UPDATED as of January 15, 2014
By Jacob Combs and Adam Bink
The end result
On June 26, 2013, the U.S. Supreme Court ruled that the proponents of Proposition 8 had no standing to appeal the initial district court ruling invalidating the law and requiring California to restore equal marriage rights to its same-sex couples. Writing for the majority, Chief Justice John Roberts explained the court’s decision as one of respecting previous precedent:
We have never before upheld the standing of a private party to defend the constitutionality of a state statute when state officials have chosen not to. We decline to do so for the first time here.
Because petitioners have not satisfied their burden to demonstrate standing to appeal the judgment of the District Court, the Ninth Circuit was without jurisdiction to consider the appeal. The judgment of the Ninth Circuit is vacated, and the case is remanded with instructions to dismiss the appeal for lack of jurisdiction.
With that ruling, the Supreme Court made Judge Vaughn Walker’s broad ruling striking down Prop 8 as unconstitutional the final judicial say on the matter. Just two days later, on June 28, in an unexpected move, the Ninth Circuit Court of Appeals lifted the stay that had been in place on Judge Walker’s ruling, allowing same-sex couples to once again wed in the Golden State. The two plaintiff couples in the case, Kristin Perry and Sandra Stier and Paul Katami and Jeff Zarrillo, became the first to wed in San Francisco and Los Angeles, respectively.
The Prop 8 case had a long, complex procedural history, and EqualityOnTrial, which was founded as Prop 8 Trial Tracker, covered the case from the very beginning in a San Francisco courtroom, to the Ninth Circuit and then the U.S. Supreme Court in Washington, D.C. We’ve put together the following overview for those interested in an in-depth look at the history of the case.
The case itself (regarding the constitutionality of Proposition 8 on the merits)
The skinny: In 2009, the American Foundation for Equal Rights (AFER) filed suit in the U.S. District Court for the Northern District of California on behalf of two couples, Kristin Perry and Sandra Steir, of Alameda County, and Paul Katami and Jeffery Zarrillo, of Los Angeles. Both couples had been denied licenses by their respective county authorities on the basis of their sexual orientation, as Proposition 8, a constitutional amendment passed in 2008, had amended the California Constitution to recognize marriages only between a man and a woman. Representing the plaintiffs were Ted Olson and David Boies, two well-known attorneys who had been on opposite sides of the landmark Bush v. Gore case that decided the 2000 presidential election.
The non-jury trial took place in January, and included an unprecedented courtroom look into the history of marriage in the United States, the discrimination LGBT people have faced throughout history, and the economics involved in prohibiting or allowing marriage equality in California. On August 4, 2010, Judge Walker ruled in favor of the plaintiffs, striking down Prop 8 as unconstitutional under both the Due Process and Equal Protection clauses of the U.S. Constitution’s 14th amendment. In his opinion, Judge Walker presented 80 findings of fact regarding same-sex marriage, which included discussions about the immutability of sexual orientation, the ability of same-sex couples to be good parents, and the inequality of providing LGBT couples with civil unions as opposed to full marriages. These findings of fact are highly significant, because while appellate courts can overturn a lower court’s decision based on its findings of law, they usually defer to those courts’ findings of fact.
-*-*-
§ Apply what you read
**a.** In the Prop 8 case history, why are Judge Walker's 80 findings of fact described as highly significant? Answer in one to three sentences.
**b.** According to the Prop 8 case history, which two attorneys represented the plaintiffs?
**c.** Carry on the Prop 8 case history from its last sentence.

§ Data block
-*-*-
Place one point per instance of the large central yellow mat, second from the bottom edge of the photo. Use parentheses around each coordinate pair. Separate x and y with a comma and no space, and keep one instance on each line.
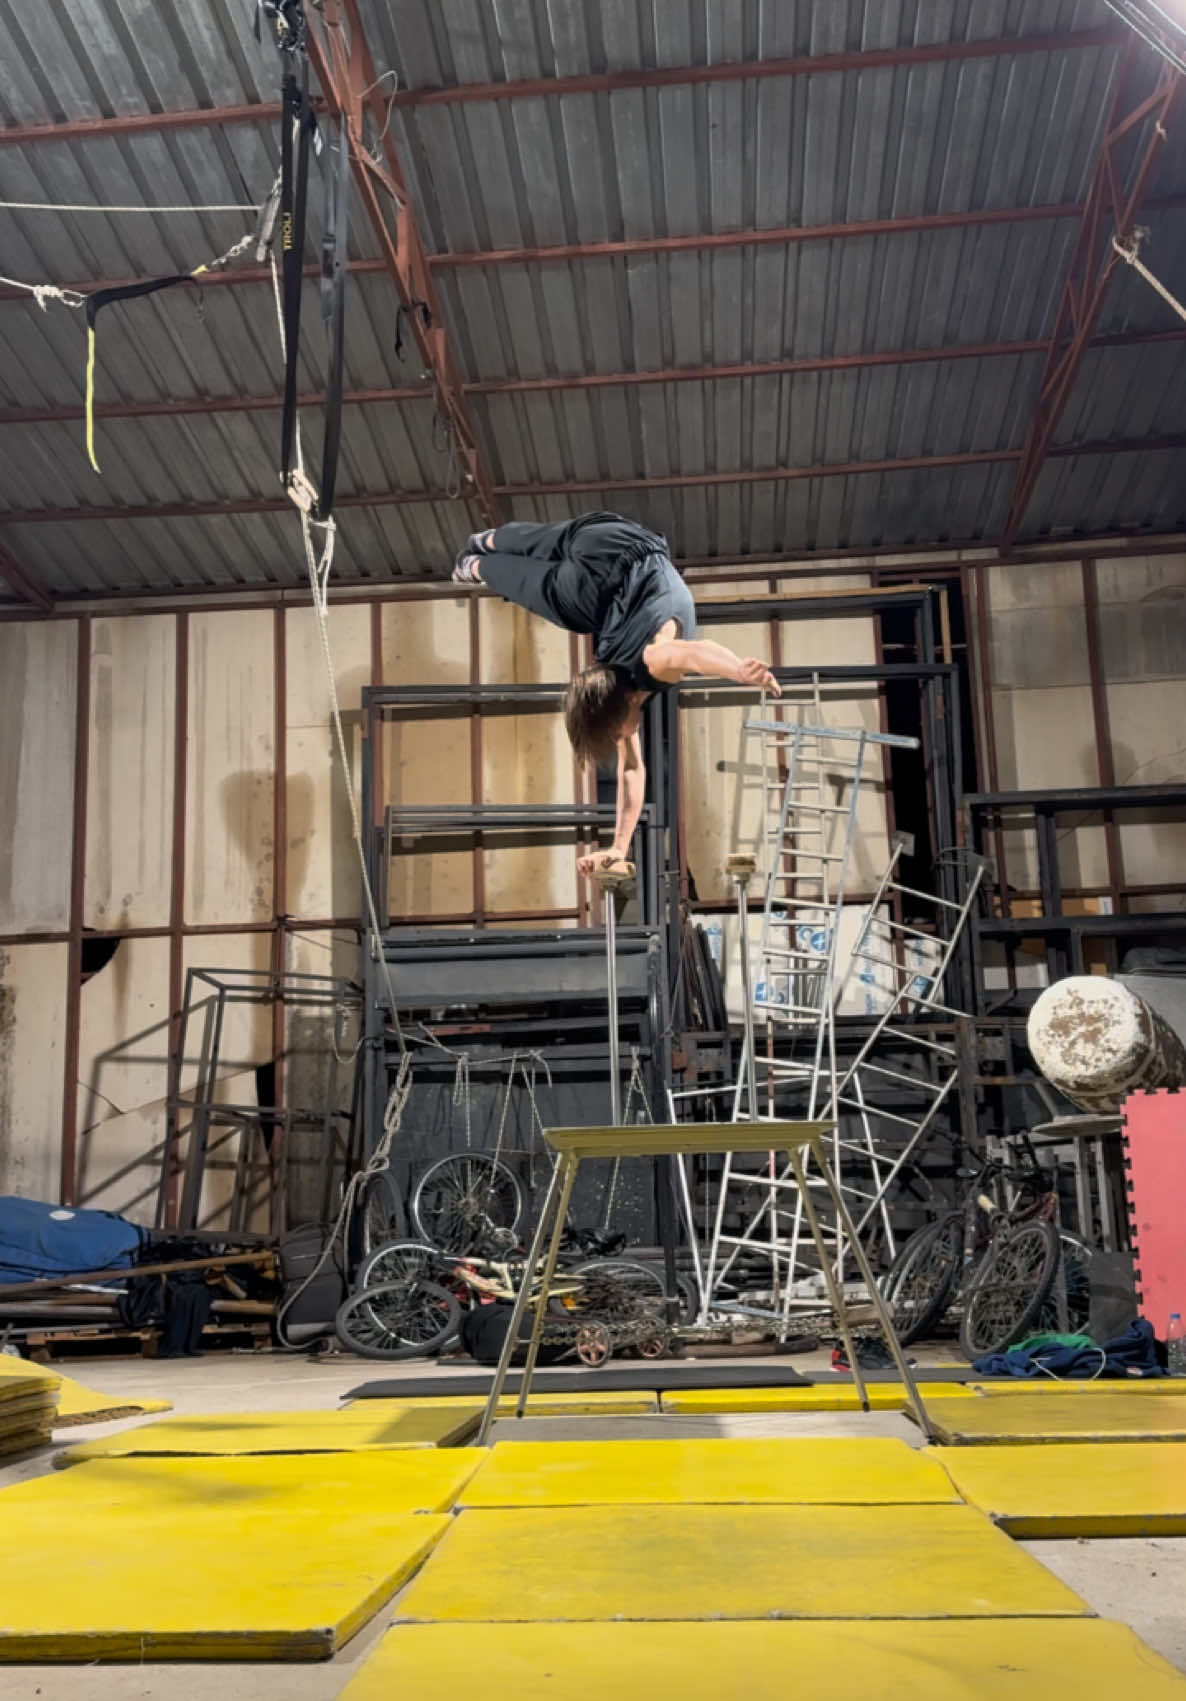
-*-*-
§ Numbered responses
**a.** Appellate courts can overturn a lower court's decision based on its findings of law, but they usually defer to that court's findings of fact. Walker's findings were therefore likely to carry weight on appeal.

**b.** Ted Olson and David Boies.

**c.**
Almost immediately, the proponents of Prop 8 appealed Judge Walker’s decision to the 9th Circuit Court of Appeals. The 9th Circuit stayed the lower court’s injunction against Prop 8 pending appeal, and a 3-judge panel heard oral arguments in the appeal in December of 2010, in which both sides argued their case on the merits. One significant question that the panel asked regarded the standing, or authority, of the proponents of Prop 8 under federal law to appeal Judge Walker’s decision. (For more on the standing issue, see below.) Instead of issuing a ruling, in January the 9th Circuit panel referred (the official term is ‘certified‘) a question to the California Supreme Court as to the proponents’ standing under state law, and the appeal was placed on hold pending the state court’s answer. In March 2011, the California Supreme Court agreed to hear the question sent over by the 9th Circuit, and a hearing date was eventually set for September 6. The plaintiffs requested a speedier timeline, but the California Supreme Court refused to expedite its proceedings on the issue of standing, and eventually the court made its decision, which it issued on November 17, 2011.
On February 7, 2012, the 9th Circuit released its opinion in Perry v. Brown that Proposition 8, the 2008 voter-enacted ban on marriage equality in California, is unconstitutional. In addition, the appeals panel ruled that the proponents of Prop 8 did have standing to pursue their appeal of Judge Walker’s decision striking down the marriage ban, and upheld District Court Judge Ware’s decision denying a stay to throw out Walker’s ruling because he is gay. The ruling on constitutionality was divided on an 2-1 vote, with Judges Stephen Reinhardt and Michael Hawkins voting to strike Prop 8 down, and Judge N. Randy Smith voting to uphold the ban. In its ruling, the 9th Circuit avoided following Judge Walker’s broad recognition of a right to marriage equality under the U.S. Constitution, arguing instead that there was no need to even address whether the Constitution contained such an inherent right. Instead, they focused on the specific situation in California, in which gays and lesbians had been given full marriage rights which were then taken away. The appeals panel found that it was unconstitutional to take away rights from a group that have already been granted, when the reason for removing such rights is moral animus. Furthermore, the 9th Circuit panel’s decision stressed how important the word and designation of “marriage” is, and maintained that civil unions and domestic partnerships which grant such rights but withhold that designation are not equal to full marriage rights.
On June 5, 2012, the Ninth Circuit denied a request by the proponents of Prop 8 to have Judge Walker’s opinion reconsidered by a larger en banc panel of the appellate court. The en banc procedure is a little bit complicated, but in essence it boils down to this: in between the district courts, which hear initial arguments in individual cases and are the only courts where witnesses are brought in to testify, and the U.S. Supreme Court, which has the final say on any case it takes up and can choose which cases they want to hear and which not to hear, lie the 13 Courts of Appeal. California falls under the Ninth Circuit, which is the largest in the U.S. Any case that has been decided by a trial court has an automatic right to appeal, although these appeals often take a lot of time.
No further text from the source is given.